Would you set down every entry shown below, precisely as written?
=== DATA SHOWN ===
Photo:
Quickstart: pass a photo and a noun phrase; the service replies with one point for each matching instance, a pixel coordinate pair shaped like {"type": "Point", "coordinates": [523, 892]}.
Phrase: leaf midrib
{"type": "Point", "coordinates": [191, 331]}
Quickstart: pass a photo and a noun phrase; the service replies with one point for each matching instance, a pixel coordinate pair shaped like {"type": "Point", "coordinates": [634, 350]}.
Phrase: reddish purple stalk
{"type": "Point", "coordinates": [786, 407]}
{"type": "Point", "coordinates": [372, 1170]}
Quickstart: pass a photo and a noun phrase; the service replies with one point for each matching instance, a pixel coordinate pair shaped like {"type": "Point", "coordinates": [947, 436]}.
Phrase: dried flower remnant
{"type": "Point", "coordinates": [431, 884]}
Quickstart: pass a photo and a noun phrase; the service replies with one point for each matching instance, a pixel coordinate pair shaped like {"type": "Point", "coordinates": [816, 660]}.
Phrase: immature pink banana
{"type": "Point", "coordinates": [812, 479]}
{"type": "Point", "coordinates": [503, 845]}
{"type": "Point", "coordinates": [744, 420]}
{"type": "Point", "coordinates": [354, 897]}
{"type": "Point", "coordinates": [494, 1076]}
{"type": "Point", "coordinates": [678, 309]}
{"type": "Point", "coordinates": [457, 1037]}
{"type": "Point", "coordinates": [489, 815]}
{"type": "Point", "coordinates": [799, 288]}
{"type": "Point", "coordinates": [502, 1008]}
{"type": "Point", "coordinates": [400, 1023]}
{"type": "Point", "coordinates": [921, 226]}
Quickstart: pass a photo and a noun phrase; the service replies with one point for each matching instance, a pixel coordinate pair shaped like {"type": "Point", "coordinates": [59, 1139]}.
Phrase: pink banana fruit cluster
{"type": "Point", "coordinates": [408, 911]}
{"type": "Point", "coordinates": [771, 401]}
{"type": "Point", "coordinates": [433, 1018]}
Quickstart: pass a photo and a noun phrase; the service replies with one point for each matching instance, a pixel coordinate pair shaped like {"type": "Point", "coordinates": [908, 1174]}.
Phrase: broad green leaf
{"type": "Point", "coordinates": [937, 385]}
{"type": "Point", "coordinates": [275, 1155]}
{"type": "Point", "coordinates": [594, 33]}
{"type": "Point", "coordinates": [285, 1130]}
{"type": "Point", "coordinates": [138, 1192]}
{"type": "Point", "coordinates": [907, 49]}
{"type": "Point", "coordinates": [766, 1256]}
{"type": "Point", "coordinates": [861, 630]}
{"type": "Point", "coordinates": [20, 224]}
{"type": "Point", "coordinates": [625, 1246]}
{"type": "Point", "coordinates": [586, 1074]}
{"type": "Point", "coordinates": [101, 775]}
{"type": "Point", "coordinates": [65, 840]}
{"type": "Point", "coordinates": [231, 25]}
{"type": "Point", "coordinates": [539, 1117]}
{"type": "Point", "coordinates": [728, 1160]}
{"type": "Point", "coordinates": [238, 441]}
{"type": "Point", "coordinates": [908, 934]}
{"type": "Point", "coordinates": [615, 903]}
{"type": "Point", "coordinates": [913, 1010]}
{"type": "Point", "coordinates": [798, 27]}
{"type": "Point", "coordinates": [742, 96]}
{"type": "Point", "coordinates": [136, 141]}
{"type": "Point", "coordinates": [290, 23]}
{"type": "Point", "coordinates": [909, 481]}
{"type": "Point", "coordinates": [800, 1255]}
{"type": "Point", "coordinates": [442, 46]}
===
> SOLUTION FOR THIS PROBLEM
Photo:
Quickstart: pass a photo and a noun phrase; the service replies with one point for each matching instance, a pixel coordinate pair shaped like {"type": "Point", "coordinates": [523, 892]}.
Phrase: leaf midrib
{"type": "Point", "coordinates": [191, 331]}
Quickstart: pass a photo and a noun phrase; the service replies with one point for each matching instance, a pixel coordinate pair shaped like {"type": "Point", "coordinates": [634, 350]}.
Phrase: reddish purple stalk
{"type": "Point", "coordinates": [786, 407]}
{"type": "Point", "coordinates": [372, 1170]}
Quickstart: pass a photo and a noun phrase; the service replies with one point for each matching instance, a pixel coordinate pair shaped like {"type": "Point", "coordinates": [947, 436]}.
Phrase: dried flower remnant
{"type": "Point", "coordinates": [431, 884]}
Quickstart: pass a photo and a noun phrase; the service replies with one point for each matching instance, a pixel coordinate pair shaped like {"type": "Point", "coordinates": [816, 660]}.
Phrase: immature pink banana
{"type": "Point", "coordinates": [812, 479]}
{"type": "Point", "coordinates": [503, 845]}
{"type": "Point", "coordinates": [744, 420]}
{"type": "Point", "coordinates": [354, 897]}
{"type": "Point", "coordinates": [494, 1076]}
{"type": "Point", "coordinates": [678, 309]}
{"type": "Point", "coordinates": [457, 1037]}
{"type": "Point", "coordinates": [489, 815]}
{"type": "Point", "coordinates": [799, 288]}
{"type": "Point", "coordinates": [502, 1008]}
{"type": "Point", "coordinates": [400, 1023]}
{"type": "Point", "coordinates": [921, 226]}
Quickstart: pass a photo and a noun phrase; the service replies with one point for each matching instance, a pixel coordinate pair shaped like {"type": "Point", "coordinates": [59, 1139]}.
Phrase: pink banana fruit cluster
{"type": "Point", "coordinates": [408, 911]}
{"type": "Point", "coordinates": [771, 401]}
{"type": "Point", "coordinates": [433, 1018]}
Quickstart: pass a photo and a noun phrase; the service replies with one point for each matching instance, a pixel coordinate pair shaped like {"type": "Point", "coordinates": [908, 1174]}.
Phrase: broad green leaf
{"type": "Point", "coordinates": [937, 385]}
{"type": "Point", "coordinates": [275, 1155]}
{"type": "Point", "coordinates": [594, 33]}
{"type": "Point", "coordinates": [285, 1130]}
{"type": "Point", "coordinates": [138, 1192]}
{"type": "Point", "coordinates": [907, 49]}
{"type": "Point", "coordinates": [766, 1256]}
{"type": "Point", "coordinates": [861, 630]}
{"type": "Point", "coordinates": [20, 224]}
{"type": "Point", "coordinates": [625, 1246]}
{"type": "Point", "coordinates": [586, 1074]}
{"type": "Point", "coordinates": [101, 775]}
{"type": "Point", "coordinates": [65, 840]}
{"type": "Point", "coordinates": [231, 25]}
{"type": "Point", "coordinates": [539, 1117]}
{"type": "Point", "coordinates": [728, 1160]}
{"type": "Point", "coordinates": [238, 441]}
{"type": "Point", "coordinates": [908, 934]}
{"type": "Point", "coordinates": [615, 903]}
{"type": "Point", "coordinates": [913, 1010]}
{"type": "Point", "coordinates": [798, 27]}
{"type": "Point", "coordinates": [742, 96]}
{"type": "Point", "coordinates": [136, 141]}
{"type": "Point", "coordinates": [290, 23]}
{"type": "Point", "coordinates": [909, 481]}
{"type": "Point", "coordinates": [800, 1255]}
{"type": "Point", "coordinates": [442, 46]}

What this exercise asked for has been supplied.